* [Data entries]
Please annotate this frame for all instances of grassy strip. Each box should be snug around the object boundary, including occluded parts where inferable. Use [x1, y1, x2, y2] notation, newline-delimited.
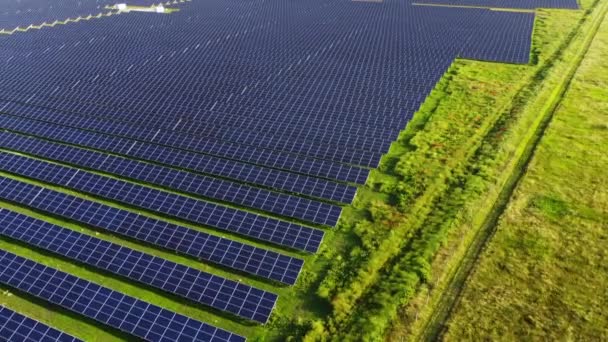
[410, 0, 608, 340]
[446, 4, 608, 341]
[300, 1, 600, 339]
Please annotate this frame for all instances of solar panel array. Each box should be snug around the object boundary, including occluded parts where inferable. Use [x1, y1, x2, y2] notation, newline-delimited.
[0, 250, 245, 342]
[0, 209, 277, 323]
[0, 0, 162, 29]
[0, 0, 544, 340]
[0, 152, 323, 252]
[0, 305, 80, 342]
[0, 177, 304, 285]
[414, 0, 578, 9]
[0, 132, 341, 226]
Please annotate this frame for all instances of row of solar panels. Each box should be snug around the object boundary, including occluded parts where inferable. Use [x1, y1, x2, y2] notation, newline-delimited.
[0, 0, 158, 29]
[0, 239, 245, 342]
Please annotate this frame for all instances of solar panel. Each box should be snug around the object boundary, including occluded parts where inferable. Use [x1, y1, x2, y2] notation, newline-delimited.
[0, 152, 324, 253]
[0, 305, 81, 342]
[0, 208, 277, 323]
[0, 250, 245, 342]
[0, 177, 304, 285]
[0, 115, 368, 198]
[0, 132, 341, 226]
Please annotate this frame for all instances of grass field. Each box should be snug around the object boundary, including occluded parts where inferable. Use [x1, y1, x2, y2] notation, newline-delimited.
[445, 10, 608, 341]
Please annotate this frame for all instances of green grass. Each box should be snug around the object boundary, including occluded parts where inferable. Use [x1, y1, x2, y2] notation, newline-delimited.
[445, 7, 608, 341]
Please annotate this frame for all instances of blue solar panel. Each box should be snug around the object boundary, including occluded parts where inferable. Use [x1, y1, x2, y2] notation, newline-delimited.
[0, 250, 245, 342]
[0, 132, 341, 226]
[0, 177, 304, 285]
[0, 305, 81, 342]
[416, 0, 578, 9]
[0, 115, 369, 198]
[0, 152, 324, 253]
[0, 208, 277, 323]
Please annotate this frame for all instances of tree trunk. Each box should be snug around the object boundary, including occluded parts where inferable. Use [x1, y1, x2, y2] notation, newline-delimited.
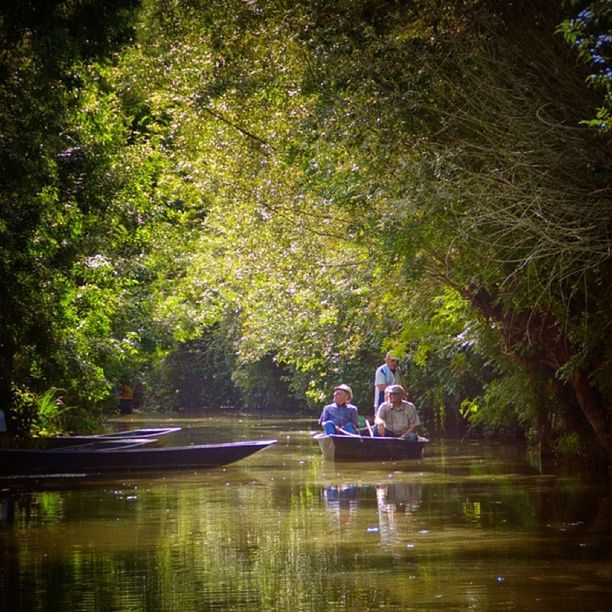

* [Task statement]
Edit the material from its first line through the line that contains "[0, 239, 245, 342]", replacing "annotate" with "label" and changing nothing else. Write out those lines in full with the edit applied, and leave the pictures out.

* [Response for this exercise]
Please label this frame for all instances of grassy strip. Each box should be snug around the object boundary, including occluded parts where inferable. Use [x1, y1, x2, y2] notation, newline-delimited.
[410, 0, 608, 340]
[446, 4, 608, 341]
[300, 1, 600, 339]
Please label this frame for all instances of solar panel array. Each box should be snug around the object boundary, including occluded parts where inferable. Use [x1, y1, x2, y2] notation, newline-delimited.
[0, 250, 245, 342]
[0, 209, 277, 323]
[0, 0, 162, 29]
[0, 0, 544, 340]
[0, 152, 323, 252]
[0, 305, 80, 342]
[0, 177, 304, 285]
[414, 0, 578, 9]
[0, 132, 341, 226]
Please label this frame for all instances of row of solar panels. Each box should be snug around the object boundary, including occluded parts where inferable. Use [x1, y1, x2, y2] notation, newline-delimited.
[0, 0, 158, 29]
[0, 239, 245, 342]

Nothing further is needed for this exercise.